§ **Task brief**
Look over the entries that follow and work out how many lines contain "apartment". State the number only.

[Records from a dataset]
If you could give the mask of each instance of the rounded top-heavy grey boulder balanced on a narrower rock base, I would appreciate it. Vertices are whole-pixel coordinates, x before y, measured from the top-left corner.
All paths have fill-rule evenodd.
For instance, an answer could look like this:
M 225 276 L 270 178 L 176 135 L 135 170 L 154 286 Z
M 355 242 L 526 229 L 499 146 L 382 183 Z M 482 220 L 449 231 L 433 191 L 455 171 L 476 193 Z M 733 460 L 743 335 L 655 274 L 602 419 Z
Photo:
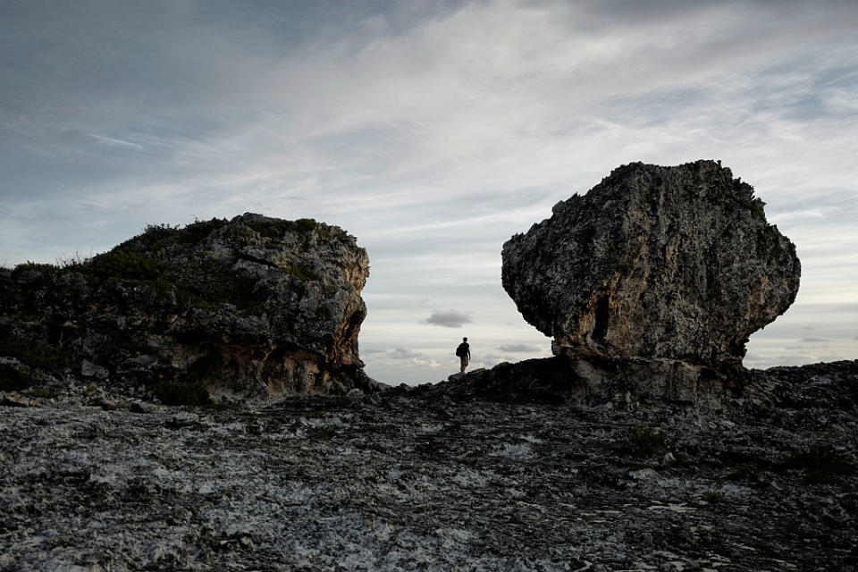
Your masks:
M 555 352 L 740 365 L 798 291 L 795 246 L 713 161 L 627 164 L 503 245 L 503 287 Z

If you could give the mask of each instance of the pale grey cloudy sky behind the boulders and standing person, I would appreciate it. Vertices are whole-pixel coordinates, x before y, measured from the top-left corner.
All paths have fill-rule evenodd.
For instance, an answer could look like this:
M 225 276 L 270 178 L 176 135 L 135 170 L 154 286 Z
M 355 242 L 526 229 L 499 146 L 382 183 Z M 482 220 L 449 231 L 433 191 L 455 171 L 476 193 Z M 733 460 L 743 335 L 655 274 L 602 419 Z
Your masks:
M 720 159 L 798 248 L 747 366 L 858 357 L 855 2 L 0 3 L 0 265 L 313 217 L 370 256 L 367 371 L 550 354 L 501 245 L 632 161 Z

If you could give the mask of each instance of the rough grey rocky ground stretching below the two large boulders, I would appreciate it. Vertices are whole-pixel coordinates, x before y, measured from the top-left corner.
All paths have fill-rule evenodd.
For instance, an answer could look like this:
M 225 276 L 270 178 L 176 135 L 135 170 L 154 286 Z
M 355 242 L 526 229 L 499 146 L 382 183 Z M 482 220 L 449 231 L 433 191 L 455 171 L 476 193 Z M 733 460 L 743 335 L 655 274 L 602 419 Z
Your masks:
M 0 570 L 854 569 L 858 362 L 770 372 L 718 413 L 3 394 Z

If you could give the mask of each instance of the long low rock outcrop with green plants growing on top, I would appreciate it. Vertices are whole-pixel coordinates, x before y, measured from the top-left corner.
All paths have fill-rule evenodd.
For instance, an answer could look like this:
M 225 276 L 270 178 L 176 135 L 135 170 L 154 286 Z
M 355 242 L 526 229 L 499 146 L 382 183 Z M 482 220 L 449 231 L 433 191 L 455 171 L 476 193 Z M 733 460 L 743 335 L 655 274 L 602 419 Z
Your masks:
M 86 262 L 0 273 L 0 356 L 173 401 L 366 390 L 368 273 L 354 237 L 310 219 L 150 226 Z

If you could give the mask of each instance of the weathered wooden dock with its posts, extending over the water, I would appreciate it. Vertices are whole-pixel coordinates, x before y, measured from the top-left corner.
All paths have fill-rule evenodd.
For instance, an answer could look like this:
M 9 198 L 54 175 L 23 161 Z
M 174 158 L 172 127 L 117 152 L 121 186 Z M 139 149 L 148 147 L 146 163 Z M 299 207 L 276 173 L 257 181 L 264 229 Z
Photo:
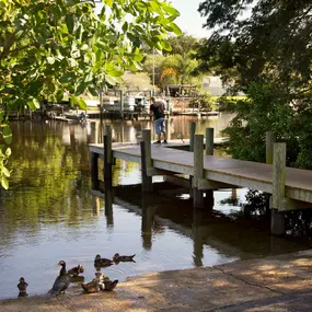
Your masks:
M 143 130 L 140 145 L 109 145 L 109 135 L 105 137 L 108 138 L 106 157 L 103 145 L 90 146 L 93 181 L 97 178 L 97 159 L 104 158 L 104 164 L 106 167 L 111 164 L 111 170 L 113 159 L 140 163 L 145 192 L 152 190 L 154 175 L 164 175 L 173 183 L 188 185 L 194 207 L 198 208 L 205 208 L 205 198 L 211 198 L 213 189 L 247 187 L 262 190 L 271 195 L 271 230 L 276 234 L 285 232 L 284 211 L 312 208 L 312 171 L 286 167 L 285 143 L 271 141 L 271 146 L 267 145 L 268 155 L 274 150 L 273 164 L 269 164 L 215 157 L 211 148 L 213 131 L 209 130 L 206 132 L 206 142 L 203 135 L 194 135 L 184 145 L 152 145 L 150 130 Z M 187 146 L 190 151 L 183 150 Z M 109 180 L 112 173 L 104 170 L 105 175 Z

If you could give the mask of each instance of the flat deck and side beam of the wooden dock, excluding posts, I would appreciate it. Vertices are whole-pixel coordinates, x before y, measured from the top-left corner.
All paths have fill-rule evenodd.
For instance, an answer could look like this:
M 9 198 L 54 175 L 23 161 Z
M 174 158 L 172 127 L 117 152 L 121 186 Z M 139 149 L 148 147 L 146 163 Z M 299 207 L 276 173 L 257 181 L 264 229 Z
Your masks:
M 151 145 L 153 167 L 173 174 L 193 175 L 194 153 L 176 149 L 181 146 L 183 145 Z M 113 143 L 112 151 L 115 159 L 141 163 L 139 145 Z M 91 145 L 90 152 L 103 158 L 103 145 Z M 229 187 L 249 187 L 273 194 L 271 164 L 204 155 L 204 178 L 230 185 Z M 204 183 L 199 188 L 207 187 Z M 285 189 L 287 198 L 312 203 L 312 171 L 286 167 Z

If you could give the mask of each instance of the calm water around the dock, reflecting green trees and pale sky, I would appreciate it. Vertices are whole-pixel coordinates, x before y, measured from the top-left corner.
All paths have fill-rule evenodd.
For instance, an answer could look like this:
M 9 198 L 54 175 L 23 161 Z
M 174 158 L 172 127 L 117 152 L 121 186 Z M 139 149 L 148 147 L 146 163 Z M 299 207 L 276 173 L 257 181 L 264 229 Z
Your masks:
...
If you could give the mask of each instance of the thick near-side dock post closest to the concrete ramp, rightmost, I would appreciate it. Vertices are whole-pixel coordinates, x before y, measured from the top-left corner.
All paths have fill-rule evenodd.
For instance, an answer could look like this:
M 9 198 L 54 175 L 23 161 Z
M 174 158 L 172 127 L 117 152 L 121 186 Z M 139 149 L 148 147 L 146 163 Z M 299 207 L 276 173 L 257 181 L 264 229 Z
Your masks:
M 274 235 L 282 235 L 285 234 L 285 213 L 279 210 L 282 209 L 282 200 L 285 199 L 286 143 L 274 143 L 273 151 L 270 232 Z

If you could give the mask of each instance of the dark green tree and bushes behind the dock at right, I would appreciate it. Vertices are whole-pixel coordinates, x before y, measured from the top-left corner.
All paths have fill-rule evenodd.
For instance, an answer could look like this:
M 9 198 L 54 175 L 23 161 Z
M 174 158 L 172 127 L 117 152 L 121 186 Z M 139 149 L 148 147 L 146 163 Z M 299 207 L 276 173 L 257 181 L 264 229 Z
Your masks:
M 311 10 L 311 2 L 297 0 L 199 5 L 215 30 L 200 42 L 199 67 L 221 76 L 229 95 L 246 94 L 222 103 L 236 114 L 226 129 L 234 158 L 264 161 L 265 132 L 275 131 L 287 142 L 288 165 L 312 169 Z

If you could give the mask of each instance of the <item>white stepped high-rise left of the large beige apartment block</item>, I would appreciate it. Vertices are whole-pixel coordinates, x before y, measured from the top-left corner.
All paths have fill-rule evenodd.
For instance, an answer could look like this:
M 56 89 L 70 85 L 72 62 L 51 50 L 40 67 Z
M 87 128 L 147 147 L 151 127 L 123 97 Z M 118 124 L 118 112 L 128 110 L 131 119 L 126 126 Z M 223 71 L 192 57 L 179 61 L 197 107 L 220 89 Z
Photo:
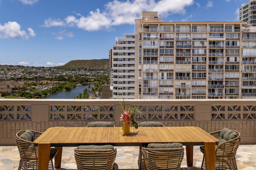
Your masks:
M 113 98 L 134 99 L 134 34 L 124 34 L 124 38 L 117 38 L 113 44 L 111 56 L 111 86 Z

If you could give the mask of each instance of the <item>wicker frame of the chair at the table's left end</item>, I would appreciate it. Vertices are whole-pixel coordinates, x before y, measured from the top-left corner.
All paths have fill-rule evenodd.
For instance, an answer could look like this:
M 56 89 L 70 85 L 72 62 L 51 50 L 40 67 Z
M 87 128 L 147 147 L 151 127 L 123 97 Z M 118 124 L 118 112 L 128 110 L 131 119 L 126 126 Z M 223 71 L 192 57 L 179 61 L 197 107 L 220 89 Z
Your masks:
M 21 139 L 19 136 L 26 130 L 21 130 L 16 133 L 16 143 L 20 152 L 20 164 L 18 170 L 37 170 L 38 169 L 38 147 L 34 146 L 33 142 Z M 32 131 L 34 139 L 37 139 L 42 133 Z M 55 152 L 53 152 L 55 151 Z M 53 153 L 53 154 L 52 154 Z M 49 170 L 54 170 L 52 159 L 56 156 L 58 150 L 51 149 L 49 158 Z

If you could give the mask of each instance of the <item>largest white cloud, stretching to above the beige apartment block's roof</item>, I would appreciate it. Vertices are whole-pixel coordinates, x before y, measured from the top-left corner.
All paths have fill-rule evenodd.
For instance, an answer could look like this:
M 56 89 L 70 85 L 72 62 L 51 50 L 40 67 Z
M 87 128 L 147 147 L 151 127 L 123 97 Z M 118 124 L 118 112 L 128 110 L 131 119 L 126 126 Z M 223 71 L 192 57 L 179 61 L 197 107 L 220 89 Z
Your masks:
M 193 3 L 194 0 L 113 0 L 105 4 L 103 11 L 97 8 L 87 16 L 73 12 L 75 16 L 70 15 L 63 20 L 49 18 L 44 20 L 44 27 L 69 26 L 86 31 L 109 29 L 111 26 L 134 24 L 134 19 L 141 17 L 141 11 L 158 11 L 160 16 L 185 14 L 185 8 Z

§ **Task solution**
2